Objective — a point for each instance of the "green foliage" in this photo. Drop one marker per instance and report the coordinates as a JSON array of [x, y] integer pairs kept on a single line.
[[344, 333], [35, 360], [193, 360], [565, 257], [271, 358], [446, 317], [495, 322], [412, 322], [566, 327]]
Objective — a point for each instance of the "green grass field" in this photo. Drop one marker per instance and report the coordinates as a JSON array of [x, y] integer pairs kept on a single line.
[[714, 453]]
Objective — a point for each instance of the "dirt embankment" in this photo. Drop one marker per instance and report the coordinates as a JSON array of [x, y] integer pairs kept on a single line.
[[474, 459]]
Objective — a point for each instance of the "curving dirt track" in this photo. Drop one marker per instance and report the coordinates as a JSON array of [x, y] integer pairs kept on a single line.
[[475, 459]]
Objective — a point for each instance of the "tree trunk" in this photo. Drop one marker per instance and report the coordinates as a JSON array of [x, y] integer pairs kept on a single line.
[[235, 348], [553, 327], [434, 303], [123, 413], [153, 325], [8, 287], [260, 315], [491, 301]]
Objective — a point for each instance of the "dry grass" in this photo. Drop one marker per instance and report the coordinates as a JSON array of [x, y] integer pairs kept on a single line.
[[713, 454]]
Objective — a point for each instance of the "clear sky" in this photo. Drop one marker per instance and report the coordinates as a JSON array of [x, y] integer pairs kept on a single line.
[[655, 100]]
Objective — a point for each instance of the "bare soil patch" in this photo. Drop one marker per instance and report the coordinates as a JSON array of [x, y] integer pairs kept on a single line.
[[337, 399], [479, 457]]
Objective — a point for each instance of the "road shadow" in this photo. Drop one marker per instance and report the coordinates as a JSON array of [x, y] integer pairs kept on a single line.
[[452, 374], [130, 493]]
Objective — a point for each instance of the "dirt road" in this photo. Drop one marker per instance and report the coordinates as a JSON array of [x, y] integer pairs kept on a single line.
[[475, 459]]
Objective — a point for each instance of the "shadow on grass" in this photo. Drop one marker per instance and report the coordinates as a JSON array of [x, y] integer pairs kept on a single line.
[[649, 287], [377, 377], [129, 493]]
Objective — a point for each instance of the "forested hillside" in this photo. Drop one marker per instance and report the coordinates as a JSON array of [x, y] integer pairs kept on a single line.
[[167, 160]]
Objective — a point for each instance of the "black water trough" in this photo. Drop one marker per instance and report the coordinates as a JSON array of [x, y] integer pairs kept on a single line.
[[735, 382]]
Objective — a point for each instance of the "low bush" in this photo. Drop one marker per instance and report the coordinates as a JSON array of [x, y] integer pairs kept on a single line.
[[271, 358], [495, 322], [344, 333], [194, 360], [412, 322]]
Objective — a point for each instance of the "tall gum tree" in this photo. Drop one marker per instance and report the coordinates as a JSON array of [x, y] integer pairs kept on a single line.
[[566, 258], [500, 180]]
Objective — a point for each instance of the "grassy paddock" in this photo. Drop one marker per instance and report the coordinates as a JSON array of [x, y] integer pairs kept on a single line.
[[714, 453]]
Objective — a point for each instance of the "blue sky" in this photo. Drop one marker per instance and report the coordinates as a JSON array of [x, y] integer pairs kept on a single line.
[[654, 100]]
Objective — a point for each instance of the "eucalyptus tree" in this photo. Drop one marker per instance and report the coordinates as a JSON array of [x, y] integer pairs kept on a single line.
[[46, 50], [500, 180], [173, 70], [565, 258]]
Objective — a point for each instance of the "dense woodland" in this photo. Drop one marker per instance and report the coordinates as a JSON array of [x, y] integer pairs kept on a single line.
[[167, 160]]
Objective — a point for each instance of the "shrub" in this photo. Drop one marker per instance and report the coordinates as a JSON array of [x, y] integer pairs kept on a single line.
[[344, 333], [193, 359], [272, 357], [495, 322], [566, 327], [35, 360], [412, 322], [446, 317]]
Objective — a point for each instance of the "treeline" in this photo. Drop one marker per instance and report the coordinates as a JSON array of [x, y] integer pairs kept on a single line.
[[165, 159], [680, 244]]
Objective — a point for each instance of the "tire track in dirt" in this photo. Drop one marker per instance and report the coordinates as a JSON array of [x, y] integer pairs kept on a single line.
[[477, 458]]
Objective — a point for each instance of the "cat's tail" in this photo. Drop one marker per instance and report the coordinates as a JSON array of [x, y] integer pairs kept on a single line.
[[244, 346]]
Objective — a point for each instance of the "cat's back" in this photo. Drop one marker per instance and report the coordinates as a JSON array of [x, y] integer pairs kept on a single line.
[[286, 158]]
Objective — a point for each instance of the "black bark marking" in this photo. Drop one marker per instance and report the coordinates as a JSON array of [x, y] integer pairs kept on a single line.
_ _ _ _
What is asked:
Reproduce the rows from the very first line down through the line containing "[[713, 454]]", including both ends and nothing beyond them. Keep the requests unchanged, and multiply every coordinate in the answers by 1.95, rounding each result to a whole number with halves rounded up.

Task answer:
Objective — a point for each instance of the "green foliage" in this photo. Drop one marker per instance and report the coordinates as a JSON array of [x, y] integer pairs kept on a single line.
[[671, 649], [68, 702], [376, 702], [1102, 501], [528, 698], [870, 618], [965, 628], [803, 628], [1104, 638]]
Objective — a point for each instance of the "green grass field" in this photo. Drop one marker per instance and report the coordinates as a JSON array of [x, y] integer pairs kept on a single line.
[[1392, 883]]
Objective — a point for each instance of the "dirt embankment" in this photo. Drop one marker per instance and report the coordinates as a JSON array of [x, y] integer pairs kept on a single line.
[[924, 895]]
Objective — a point for each instance of the "curving dirt track" in this photo. Drop one marker per instance and report the coordinates as a JSON array of [x, y] integer pairs kept on a single line.
[[926, 895]]
Objective — a point for each instance of the "tree trunk" in this photo. Drop one marker per instance and report the coordinates as a JSON array of [x, y] integer pairs kept on a single line.
[[458, 679], [1078, 638], [846, 591], [240, 805], [298, 634], [16, 560], [507, 614], [957, 587]]
Objective — a point for each instance of the "dry grass" in this photo. Drop one marker per instance and report the coordinates as a JSON array of [x, y] integer pairs kept on a single line.
[[1390, 885]]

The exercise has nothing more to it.